Source text section start

When I am tired, I get grumpy. When I'm grumpy I'm not so nice. Marriage is happier when we both get enough sleep.
You don't have to make full meals 7 nights a week to be a good wife (for some reason pre-wedding I thought you did).
Whenever a husband is grumpy, just send him on a run. Exercise makes everything better.
For me, its chocolate, flowers, or exercise (but usually I don't like the latter till its over).
Listening more and talking less is usually better, but finding a way to say what you're thinking, without being offensive (think opposite of the word defensive here) is key. I like the model my mom taught me since I was 3 "I feel ___ about ____ because____."
Good friends enhance life just the way you did when you were single. Find them, make them, keep them.
Marriage isn't so much about doing things differently, but thinking differently. Its a mindset. Its a set of priorities. Agree on priorities with your spouse and keep them.
Laughter and kisses are the best medicine.
Sometimes you have to decide to go to sleep, even if you'd rather talk all night - other times its fun to stay up all night ...just because you can.
Making an effort to be interested in their interests makes a huge difference. (Ben can carry on a fabulous conversation about blogging and while my skate lingo is lacking, I'm getting better).
Here are some of ours for the next year:
Go to the temple more often.
Eat more vegetables.
Get better at climbing (individual goals we're working on together).
Increase couple scripture study.
What has marriage taught you?
Do you set goals as a couple?
What are some of them?
P.S. We had a wonderful anniversary (although we aren't quite done celebrating) and I loved everyone's kind words - Thank you! I promise I"ll have updates on our celebration soon, after tomorrow's foreign policy final and after I finish editing my background guide for model un.

Source text section end

## Directions for this task
What does the marriage advice text say to do whenever a husband is grumpy? The listing has nothing to do with this.

Provided material section start

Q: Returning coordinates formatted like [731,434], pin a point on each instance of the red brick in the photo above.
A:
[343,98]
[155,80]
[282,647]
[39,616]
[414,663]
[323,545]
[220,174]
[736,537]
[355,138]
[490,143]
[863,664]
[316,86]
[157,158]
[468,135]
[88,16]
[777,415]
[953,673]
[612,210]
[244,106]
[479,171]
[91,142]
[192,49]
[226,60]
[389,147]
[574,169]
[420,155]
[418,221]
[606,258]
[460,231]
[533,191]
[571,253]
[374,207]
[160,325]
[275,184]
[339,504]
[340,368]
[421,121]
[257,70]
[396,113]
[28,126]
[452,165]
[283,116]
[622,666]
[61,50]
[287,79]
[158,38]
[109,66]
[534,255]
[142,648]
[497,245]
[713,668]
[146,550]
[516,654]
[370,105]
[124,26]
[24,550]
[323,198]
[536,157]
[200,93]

Provided material section end

## Output
Send him on a run.